Extract:
'''

3. 1st viewing I kinda disappointed, why this they replace Arnold, but then I watch Lethal weapon serries dude aint Arnold but he still can deliver.
4. JP3 vs JP2, as kid i like the 3 better (bright and collorful) the 2nd is mainly night scene.
as grown up i appreciate the 2nd have more great scene (like bus-cliff scene), but story wise and fun factorwise, the 3rd one is better imo.


----------



## wibisana (Apr 14, 2020)

MartialHorror said:


> lol, well... yeah, sure. If "Robocop 3" was the standard, then the remake was definitely much better. I saw it, but can't really remember it. I was wonder if they do a "Jaws" reboot or sequel, will people accept it as long as it's better than "Jaws 3" or "Jaws: The Revenge"? I'd say if it came out within 10 years of the last one then yes. But now, the badness of the sequels is no longer a part of pop culture, so I think people will have more expectations for a new "Jaws" film -- if it ever happens.


the thing is, not a lot of people watch Jaws franchise these days, the following is way weaker.
so im not sure people will still remember Jaws 3 as they remember Robocop 3.
remembering Robocop 3 isnt hard, since it has kids, Jet pack Robocop, Ninja vs Robocop, and Lewis died in the beginning of the movie.
also for some reason OCP want to evict poor people to build detroit 



MartialHorror said:


> I did like "Robocop 2". Apparently a lot of people don't.

'''

Description of the task: Update the part of the movie sequel thread starting at "## wibisana (Apr" and ending at "remember Robocop 3." so that "Predator" stands wherever "Jaws" appears. The thread is all you need; the data after it plays no part.

Data extract:
'''

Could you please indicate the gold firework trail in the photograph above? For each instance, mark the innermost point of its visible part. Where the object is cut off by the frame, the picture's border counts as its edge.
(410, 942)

'''

The reply:
## wibisana (Apr 14, 2020)

MartialHorror said:


> lol, well... yeah, sure. If "Robocop 3" was the standard, then the remake was definitely much better. I saw it, but can't really remember it. I was wonder if they do a "Predator" reboot or sequel, will people accept it as long as it's better than "Predator 3" or "Predator: The Revenge"? I'd say if it came out within 10 years of the last one then yes. But now, the badness of the sequels is no longer a part of pop culture, so I think people will have more expectations for a new "Predator" film -- if it ever happens.


the thing is, not a lot of people watch Predator franchise these days, the following is way weaker.
so im not sure people will still remember Predator 3 as they remember Robocop 3.